# Work to be completed:
Rewrite every line of the records below as a Markdown table with two columns, Row and Line, numbering each line in order and leaving out blank lines.

# Supplied data:
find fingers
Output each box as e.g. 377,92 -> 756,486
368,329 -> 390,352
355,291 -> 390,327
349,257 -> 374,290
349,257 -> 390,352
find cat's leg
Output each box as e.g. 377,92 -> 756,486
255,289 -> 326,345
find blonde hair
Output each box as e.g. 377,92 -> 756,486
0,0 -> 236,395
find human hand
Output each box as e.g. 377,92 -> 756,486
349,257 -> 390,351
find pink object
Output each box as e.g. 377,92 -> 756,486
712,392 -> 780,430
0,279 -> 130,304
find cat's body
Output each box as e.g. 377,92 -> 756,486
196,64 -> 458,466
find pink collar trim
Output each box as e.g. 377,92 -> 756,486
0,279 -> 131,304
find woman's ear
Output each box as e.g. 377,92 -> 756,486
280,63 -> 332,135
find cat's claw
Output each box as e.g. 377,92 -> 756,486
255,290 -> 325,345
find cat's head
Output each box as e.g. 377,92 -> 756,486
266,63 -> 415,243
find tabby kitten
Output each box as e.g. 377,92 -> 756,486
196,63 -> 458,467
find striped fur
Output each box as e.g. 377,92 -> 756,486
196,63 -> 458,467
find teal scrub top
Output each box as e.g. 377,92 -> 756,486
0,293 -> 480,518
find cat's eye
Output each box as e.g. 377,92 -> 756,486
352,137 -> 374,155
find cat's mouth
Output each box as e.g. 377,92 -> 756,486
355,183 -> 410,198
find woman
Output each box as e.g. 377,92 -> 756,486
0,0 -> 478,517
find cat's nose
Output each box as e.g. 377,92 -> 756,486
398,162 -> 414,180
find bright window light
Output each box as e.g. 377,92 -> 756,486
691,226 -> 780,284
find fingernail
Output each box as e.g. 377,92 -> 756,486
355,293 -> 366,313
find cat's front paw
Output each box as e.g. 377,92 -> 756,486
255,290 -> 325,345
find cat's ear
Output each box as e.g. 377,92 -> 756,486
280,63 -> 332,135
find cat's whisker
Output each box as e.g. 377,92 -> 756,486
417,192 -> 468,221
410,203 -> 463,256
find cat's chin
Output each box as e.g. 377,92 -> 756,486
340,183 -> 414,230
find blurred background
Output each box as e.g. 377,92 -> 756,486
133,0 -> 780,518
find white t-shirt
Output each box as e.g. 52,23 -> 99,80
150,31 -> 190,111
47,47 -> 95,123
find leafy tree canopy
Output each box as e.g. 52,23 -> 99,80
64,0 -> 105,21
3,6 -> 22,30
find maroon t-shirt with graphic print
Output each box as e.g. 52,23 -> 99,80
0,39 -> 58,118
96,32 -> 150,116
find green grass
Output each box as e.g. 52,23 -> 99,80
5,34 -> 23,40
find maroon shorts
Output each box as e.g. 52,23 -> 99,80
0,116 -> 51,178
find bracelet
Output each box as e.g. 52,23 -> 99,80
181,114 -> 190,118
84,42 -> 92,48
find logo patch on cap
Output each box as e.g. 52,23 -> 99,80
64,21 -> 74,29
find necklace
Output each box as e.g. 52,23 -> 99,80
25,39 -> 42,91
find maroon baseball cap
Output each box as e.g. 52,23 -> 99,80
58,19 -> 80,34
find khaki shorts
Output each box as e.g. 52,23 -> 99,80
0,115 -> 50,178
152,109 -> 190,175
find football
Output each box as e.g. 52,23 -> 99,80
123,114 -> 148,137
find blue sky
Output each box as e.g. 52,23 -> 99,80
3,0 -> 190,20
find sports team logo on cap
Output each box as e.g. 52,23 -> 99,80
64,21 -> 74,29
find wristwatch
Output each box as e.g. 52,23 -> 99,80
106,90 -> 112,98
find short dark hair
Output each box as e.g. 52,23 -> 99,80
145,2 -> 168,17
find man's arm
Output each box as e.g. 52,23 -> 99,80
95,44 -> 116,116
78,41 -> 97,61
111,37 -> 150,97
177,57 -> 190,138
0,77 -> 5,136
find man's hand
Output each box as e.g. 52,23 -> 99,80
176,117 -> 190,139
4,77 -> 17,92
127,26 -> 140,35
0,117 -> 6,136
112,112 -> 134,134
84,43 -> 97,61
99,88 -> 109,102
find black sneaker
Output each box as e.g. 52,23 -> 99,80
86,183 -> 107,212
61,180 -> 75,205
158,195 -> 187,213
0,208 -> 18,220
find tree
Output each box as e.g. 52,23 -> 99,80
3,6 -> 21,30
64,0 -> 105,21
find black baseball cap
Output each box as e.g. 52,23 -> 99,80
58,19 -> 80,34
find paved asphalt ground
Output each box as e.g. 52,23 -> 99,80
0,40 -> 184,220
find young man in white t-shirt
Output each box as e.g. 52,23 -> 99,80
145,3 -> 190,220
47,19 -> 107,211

# Task answer:
| Row | Line |
|---|---|
| 1 | find fingers |
| 2 | Output each box as e.g. 377,92 -> 756,486 |
| 3 | 368,329 -> 390,352 |
| 4 | 355,291 -> 390,327 |
| 5 | 349,257 -> 374,290 |
| 6 | 349,257 -> 390,352 |
| 7 | find cat's leg |
| 8 | Output each box as e.g. 377,92 -> 756,486 |
| 9 | 255,289 -> 326,345 |
| 10 | find blonde hair |
| 11 | Output each box as e.g. 377,92 -> 756,486 |
| 12 | 0,0 -> 236,395 |
| 13 | find human hand |
| 14 | Output each box as e.g. 377,92 -> 756,486 |
| 15 | 349,257 -> 390,351 |
| 16 | find pink object |
| 17 | Output each box as e.g. 377,92 -> 756,486 |
| 18 | 712,392 -> 780,430 |
| 19 | 0,279 -> 130,304 |
| 20 | find cat's body |
| 21 | Output each box as e.g. 377,92 -> 756,486 |
| 22 | 196,64 -> 458,466 |
| 23 | find pink collar trim |
| 24 | Output each box as e.g. 377,92 -> 756,486 |
| 25 | 0,279 -> 131,304 |
| 26 | find woman's ear |
| 27 | Output each box as e.g. 377,92 -> 756,486 |
| 28 | 280,63 -> 332,135 |
| 29 | find cat's claw |
| 30 | Output each box as e.g. 377,92 -> 756,486 |
| 31 | 255,290 -> 325,345 |
| 32 | find cat's head |
| 33 | Output each box as e.g. 377,92 -> 756,486 |
| 34 | 266,63 -> 415,243 |
| 35 | find tabby kitten |
| 36 | Output each box as e.g. 377,92 -> 756,486 |
| 37 | 196,63 -> 458,467 |
| 38 | find striped fur |
| 39 | Output each box as e.g. 377,92 -> 756,486 |
| 40 | 196,63 -> 458,467 |
| 41 | find teal scrub top |
| 42 | Output each box as e.g. 377,92 -> 756,486 |
| 43 | 0,293 -> 480,518 |
| 44 | find cat's eye |
| 45 | Output each box as e.g. 377,92 -> 756,486 |
| 46 | 352,137 -> 374,155 |
| 47 | find cat's mouth |
| 48 | Output each box as e.g. 377,92 -> 756,486 |
| 49 | 355,183 -> 410,198 |
| 50 | find woman |
| 51 | Output each box as e.g. 377,92 -> 756,486 |
| 52 | 0,0 -> 478,517 |
| 53 | find cat's nose |
| 54 | Output each box as e.g. 377,92 -> 756,486 |
| 55 | 398,162 -> 414,180 |
| 56 | find bright window light |
| 57 | Output each box as e.g. 377,92 -> 756,486 |
| 58 | 691,226 -> 780,284 |
| 59 | find fingernail |
| 60 | Output each box as e.g. 377,92 -> 756,486 |
| 61 | 355,293 -> 366,313 |
| 62 | find cat's front paw |
| 63 | Output each box as e.g. 377,92 -> 756,486 |
| 64 | 255,290 -> 325,345 |
| 65 | find cat's ear |
| 66 | Output each box as e.g. 377,92 -> 756,486 |
| 67 | 280,63 -> 332,135 |
| 68 | find cat's whisker |
| 69 | Output each box as e.g. 377,92 -> 756,486 |
| 70 | 417,192 -> 468,221 |
| 71 | 410,203 -> 463,256 |
| 72 | find cat's chin |
| 73 | Output each box as e.g. 377,92 -> 756,486 |
| 74 | 340,183 -> 414,230 |
| 75 | find blurred background |
| 76 | Output each box as e.g. 377,92 -> 756,486 |
| 77 | 133,0 -> 780,518 |
| 78 | find white t-shirt |
| 79 | Output each box as e.g. 52,23 -> 99,80 |
| 80 | 150,31 -> 190,111 |
| 81 | 47,47 -> 95,123 |
| 82 | find leafy tree canopy |
| 83 | Output each box as e.g. 52,23 -> 99,80 |
| 84 | 64,0 -> 105,21 |
| 85 | 3,6 -> 22,30 |
| 86 | find maroon t-shirt with graphic print |
| 87 | Output each box as e.g. 52,23 -> 99,80 |
| 88 | 0,39 -> 58,118 |
| 89 | 96,32 -> 150,116 |
| 90 | find green grass |
| 91 | Output each box as e.g. 52,23 -> 99,80 |
| 92 | 5,34 -> 23,40 |
| 93 | find maroon shorts |
| 94 | Output each box as e.g. 52,23 -> 99,80 |
| 95 | 0,116 -> 51,178 |
| 96 | find bracelet |
| 97 | Output each box as e.g. 52,23 -> 99,80 |
| 98 | 181,114 -> 190,118 |
| 99 | 84,42 -> 92,48 |
| 100 | find logo patch on cap |
| 101 | Output each box as e.g. 52,23 -> 99,80 |
| 102 | 64,21 -> 74,29 |
| 103 | find necklace |
| 104 | Output each box as e.g. 52,23 -> 99,80 |
| 105 | 25,39 -> 42,91 |
| 106 | find maroon baseball cap |
| 107 | Output each box as e.g. 52,23 -> 99,80 |
| 108 | 58,19 -> 80,34 |
| 109 | find khaki shorts |
| 110 | Output each box as e.g. 52,23 -> 99,80 |
| 111 | 0,115 -> 50,178 |
| 112 | 152,109 -> 190,175 |
| 113 | find football |
| 114 | Output each box as e.g. 52,23 -> 99,80 |
| 115 | 123,114 -> 148,137 |
| 116 | find blue sky |
| 117 | Output each box as e.g. 52,23 -> 99,80 |
| 118 | 3,0 -> 190,20 |
| 119 | find sports team logo on cap |
| 120 | Output each box as e.g. 52,23 -> 99,80 |
| 121 | 64,21 -> 74,29 |
| 122 | find wristwatch |
| 123 | Output each box as e.g. 52,23 -> 99,80 |
| 124 | 106,90 -> 112,98 |
| 125 | find short dark hair |
| 126 | Output each box as e.g. 52,23 -> 99,80 |
| 127 | 145,2 -> 168,17 |
| 128 | find man's arm |
| 129 | Output each box as e.g. 52,23 -> 99,80 |
| 130 | 95,44 -> 116,116 |
| 131 | 78,41 -> 97,61 |
| 132 | 111,37 -> 150,97 |
| 133 | 177,57 -> 190,138 |
| 134 | 0,77 -> 5,136 |
| 135 | find man's hand |
| 136 | Output each box as e.g. 52,23 -> 99,80 |
| 137 | 176,117 -> 190,139 |
| 138 | 4,77 -> 17,92 |
| 139 | 127,26 -> 140,35 |
| 140 | 0,117 -> 6,136 |
| 141 | 112,112 -> 134,134 |
| 142 | 84,43 -> 97,61 |
| 143 | 99,88 -> 109,102 |
| 144 | find black sneaker |
| 145 | Output each box as e.g. 52,23 -> 99,80 |
| 146 | 86,183 -> 107,212 |
| 147 | 61,180 -> 75,205 |
| 148 | 158,195 -> 187,213 |
| 149 | 0,208 -> 18,220 |
| 150 | find tree |
| 151 | Output each box as e.g. 52,23 -> 99,80 |
| 152 | 3,6 -> 21,30 |
| 153 | 64,0 -> 105,21 |
| 154 | find black baseball cap |
| 155 | Output each box as e.g. 52,23 -> 99,80 |
| 156 | 58,19 -> 80,34 |
| 157 | find paved asphalt ground |
| 158 | Output each box as e.g. 52,23 -> 99,80 |
| 159 | 0,40 -> 184,220 |
| 160 | find young man in white t-shirt |
| 161 | Output each box as e.g. 52,23 -> 99,80 |
| 162 | 145,3 -> 190,220 |
| 163 | 47,19 -> 107,211 |